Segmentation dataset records

★ ★ ★ ★ ★

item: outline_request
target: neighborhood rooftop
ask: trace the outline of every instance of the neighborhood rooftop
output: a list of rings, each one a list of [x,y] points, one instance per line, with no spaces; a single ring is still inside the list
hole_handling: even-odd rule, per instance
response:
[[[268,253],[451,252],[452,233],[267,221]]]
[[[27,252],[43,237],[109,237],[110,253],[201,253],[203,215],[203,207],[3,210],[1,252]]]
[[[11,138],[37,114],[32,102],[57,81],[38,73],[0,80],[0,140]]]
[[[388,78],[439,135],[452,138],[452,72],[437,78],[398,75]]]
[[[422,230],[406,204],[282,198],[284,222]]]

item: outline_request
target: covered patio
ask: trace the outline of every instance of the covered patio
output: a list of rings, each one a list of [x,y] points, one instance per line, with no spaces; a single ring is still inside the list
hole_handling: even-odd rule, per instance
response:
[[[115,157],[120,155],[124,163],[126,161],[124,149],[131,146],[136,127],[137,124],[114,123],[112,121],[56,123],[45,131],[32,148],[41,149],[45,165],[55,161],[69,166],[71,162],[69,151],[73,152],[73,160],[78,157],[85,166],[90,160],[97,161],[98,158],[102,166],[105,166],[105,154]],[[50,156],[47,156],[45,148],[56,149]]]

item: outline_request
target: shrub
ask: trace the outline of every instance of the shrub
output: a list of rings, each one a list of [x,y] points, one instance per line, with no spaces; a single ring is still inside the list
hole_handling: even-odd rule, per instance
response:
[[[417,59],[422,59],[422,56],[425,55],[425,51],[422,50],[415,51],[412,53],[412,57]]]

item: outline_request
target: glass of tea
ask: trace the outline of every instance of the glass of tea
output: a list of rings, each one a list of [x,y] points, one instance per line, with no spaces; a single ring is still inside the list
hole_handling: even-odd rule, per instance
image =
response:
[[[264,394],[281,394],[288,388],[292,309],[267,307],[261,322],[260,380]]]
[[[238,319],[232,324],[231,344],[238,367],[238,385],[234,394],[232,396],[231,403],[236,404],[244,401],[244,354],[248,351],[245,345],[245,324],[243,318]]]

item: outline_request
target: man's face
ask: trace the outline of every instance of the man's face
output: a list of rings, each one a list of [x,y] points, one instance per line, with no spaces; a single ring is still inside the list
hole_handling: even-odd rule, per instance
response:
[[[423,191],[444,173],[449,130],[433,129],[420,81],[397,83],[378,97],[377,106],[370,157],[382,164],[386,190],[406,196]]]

★ ★ ★ ★ ★

Rewrite the whole listing with each "trace the outline" changed to "draw the boundary" and nothing else altered.

item: outline_request
target: neighborhood rooftop
ask: draw the boundary of every instance of the neighborhood rooftop
output: a list of rings, each one a list of [x,y] points, one instance per line, with no spaces; a single ring is still inside the list
hole_handling: even-odd rule, per instance
response:
[[[268,253],[451,252],[452,233],[267,221]]]
[[[27,252],[43,237],[109,237],[110,253],[201,253],[203,215],[203,207],[3,210],[1,252]]]
[[[11,138],[37,114],[32,102],[57,81],[38,73],[0,80],[0,140]]]
[[[388,78],[439,135],[452,138],[452,72],[437,78],[398,75]]]
[[[422,230],[406,204],[282,198],[284,222]]]

item: outline_request
target: covered patio
ask: draw the boundary of every instance of the covered patio
output: a list of rings, each one a list of [x,y] points, one instance per line, with no spaces; a single ring is still inside the list
hole_handling: even-odd rule, per instance
response:
[[[115,157],[120,155],[124,163],[126,161],[124,149],[131,146],[136,127],[137,124],[114,123],[112,121],[56,123],[45,131],[32,148],[41,149],[45,165],[55,161],[69,166],[71,162],[69,151],[73,152],[73,160],[78,157],[85,166],[90,160],[97,161],[98,158],[102,166],[105,166],[105,154]],[[50,156],[47,156],[45,148],[56,149]]]

item: outline_request
target: shrub
ask: draw the boundary of every instance of the shrub
output: a list of rings, each one a list of [x,y] points, one instance per line, with no spaces; a single ring is still inside the list
hole_handling: even-odd rule, per instance
response:
[[[417,59],[422,59],[422,56],[425,55],[425,51],[422,50],[415,51],[412,53],[412,57]]]

item: outline_request
target: glass of tea
ask: draw the boundary of every instance of the glass of tea
output: a list of rings, each one a list of [x,y] points, one instance per line, with no spaces; a single ring is still inside the list
hole_handling: even-odd rule, per instance
image =
response:
[[[264,394],[281,394],[288,388],[292,309],[267,307],[261,322],[260,380]]]
[[[238,319],[232,324],[231,344],[238,367],[238,385],[234,394],[232,396],[231,403],[236,404],[244,401],[244,354],[248,351],[245,345],[245,324],[243,318]]]

item: outline_request
target: man's face
ask: draw the boundary of every instance of the man's face
output: a list of rings, each one a list of [x,y] points, one instance per line, with no spaces; a single ring is still inside the list
hole_handling: even-odd rule, per instance
response:
[[[423,191],[444,173],[449,130],[433,129],[420,81],[397,83],[378,97],[377,106],[370,157],[382,164],[386,190],[406,196]]]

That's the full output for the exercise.